MNIST手写数字图片识别(线性回归、CNN方法的手工及框架实现)(未完待续)

0-Background

作为Deep Learning中的Hello World 项目无论如何都要做一遍的。

代码地址:Github 练习过程中将持续更新blog及代码。

第一次写博客,很多地方可能语言组织不清,请多多提出意见。。谢谢~

0.1 背景知识:

  • Linear regression
  • CNN

    LeNet-5
    AlexNet
    ResNet
    VGG

  • 各种regularization方式

0.2 Catalog

1-Prepare

  • Numpy 开源的数值计算库
  • matplotlib Python 的 2D绘图库
  • TensorFlow 开源的人工智能学习系统
  • Keras 基Tensorflow、Theano以及CNTK后端的一个高层神经网络API

2-MNIST

MNIST作为NIST的一个超集,是一个由来自 250 个不同人手写的数字构成。其中包含60,000个训练样本和10,000个测试样本。
加载MNIST

import numpy as np
import os
import struct
import matplotlib.pyplot as plt


class load:
    def __init__(self,
                 path='mnist'):
        self.path = path

    def load_mnist(self):
        """Read train and test dataset and labels from path"""

        train_image_path = 'train-images.idx3-ubyte'
        train_label_path = 'train-labels.idx1-ubyte'

        test_image_path = 't10k-images.idx3-ubyte'
        test_label_path = 't10k-labels.idx1-ubyte'

        with open(os.path.join(self.path, train_label_path), 'rb') as labelpath:
            magic, n = struct.unpack('>II', labelpath.read(8))
            labels = np.fromfile(labelpath, dtype=np.uint8)
            train_labels = labels.reshape(len(labels), 1)

        with open(os.path.join(self.path, train_image_path), 'rb') as imgpath:
            magic, num, rows, cols = struct.unpack('>IIII', imgpath.read(16))
            images = np.fromfile(imgpath,
                                 dtype=np.uint8).reshape(len(train_labels), 784)
            train_images = images

        with open(os.path.join(self.path, test_label_path), 'rb') as labelpath:
            magic, n = struct.unpack('>II', labelpath.read(8))
            labels = np.fromfile(labelpath,
                                 dtype=np.uint8)
            test_labels = labels.reshape(len(labels), 1)

        with open(os.path.join(self.path, test_image_path), 'rb') as imgpath:
            magic, num, rows, cols = struct.unpack('>IIII', imgpath.read(16))
★ ★ ★
从上面这篇MNIST手写数字识别博文停下的地方接着写下去。

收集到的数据
★ ★ ★
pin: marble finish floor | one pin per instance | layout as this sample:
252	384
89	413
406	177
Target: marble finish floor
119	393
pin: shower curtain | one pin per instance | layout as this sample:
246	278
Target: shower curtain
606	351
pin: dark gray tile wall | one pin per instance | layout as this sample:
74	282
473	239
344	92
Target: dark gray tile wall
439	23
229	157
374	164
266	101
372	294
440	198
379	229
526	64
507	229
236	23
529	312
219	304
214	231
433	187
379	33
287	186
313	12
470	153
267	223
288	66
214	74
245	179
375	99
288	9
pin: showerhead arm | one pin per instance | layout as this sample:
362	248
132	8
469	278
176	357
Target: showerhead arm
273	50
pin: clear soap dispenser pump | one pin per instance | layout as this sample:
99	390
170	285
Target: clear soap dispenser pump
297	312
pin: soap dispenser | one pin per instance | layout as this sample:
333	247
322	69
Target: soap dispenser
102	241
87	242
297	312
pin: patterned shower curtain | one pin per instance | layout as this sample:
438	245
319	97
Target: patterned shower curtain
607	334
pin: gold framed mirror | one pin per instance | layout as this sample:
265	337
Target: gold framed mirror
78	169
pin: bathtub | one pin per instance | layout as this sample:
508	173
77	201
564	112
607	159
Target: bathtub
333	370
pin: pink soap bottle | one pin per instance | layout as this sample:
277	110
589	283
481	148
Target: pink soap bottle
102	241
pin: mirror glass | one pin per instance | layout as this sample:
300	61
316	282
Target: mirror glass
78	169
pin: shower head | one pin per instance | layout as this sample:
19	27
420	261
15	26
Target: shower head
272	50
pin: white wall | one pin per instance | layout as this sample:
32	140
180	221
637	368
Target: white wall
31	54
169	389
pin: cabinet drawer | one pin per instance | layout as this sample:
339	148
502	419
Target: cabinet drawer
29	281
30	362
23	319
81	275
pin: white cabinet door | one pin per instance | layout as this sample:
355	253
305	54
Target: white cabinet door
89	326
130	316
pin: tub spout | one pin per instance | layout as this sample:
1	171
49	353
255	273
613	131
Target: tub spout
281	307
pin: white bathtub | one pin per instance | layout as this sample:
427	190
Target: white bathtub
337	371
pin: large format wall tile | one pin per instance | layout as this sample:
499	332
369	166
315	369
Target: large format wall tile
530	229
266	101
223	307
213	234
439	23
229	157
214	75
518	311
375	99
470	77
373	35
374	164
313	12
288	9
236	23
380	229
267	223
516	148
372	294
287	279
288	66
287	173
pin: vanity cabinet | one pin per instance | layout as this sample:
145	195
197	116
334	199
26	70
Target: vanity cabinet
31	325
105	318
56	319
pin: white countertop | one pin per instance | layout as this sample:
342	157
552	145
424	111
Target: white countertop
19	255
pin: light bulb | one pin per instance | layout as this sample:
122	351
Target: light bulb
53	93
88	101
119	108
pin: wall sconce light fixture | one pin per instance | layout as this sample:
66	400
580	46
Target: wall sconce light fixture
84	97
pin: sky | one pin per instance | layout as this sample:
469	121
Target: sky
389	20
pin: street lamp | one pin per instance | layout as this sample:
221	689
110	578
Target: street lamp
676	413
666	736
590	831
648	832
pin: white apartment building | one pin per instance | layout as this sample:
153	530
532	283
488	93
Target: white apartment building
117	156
★ ★ ★
◆ 结果
            images = np.fromfile(imgpath, dtype=np.uint8).reshape(len(test_labels), 784)
            test_images = images

        return train_images, train_labels, test_images, test_labels


if __name__ == '__main__':
    train_images, train_labels, test_images, test_labels = load().load_mnist()
    print('train_images shape:%s' % str(train_images.shape))
    print('train_labels shape:%s' % str(train_labels.shape))
    print('test_images shape:%s' % str(test_images.shape))
    print('test_labels shape:%s' % str(test_labels.shape))

    np.random.seed(1024)

    trainImage = np.random.randint(60000, size=4)
    testImage = np.random.randint(10000, size=2)

    img1 = train_images[trainImage[0]].reshape(28, 28)
    label1 = train_labels[trainImage[0]]
    img2 = train_images[trainImage[1]].reshape(28, 28)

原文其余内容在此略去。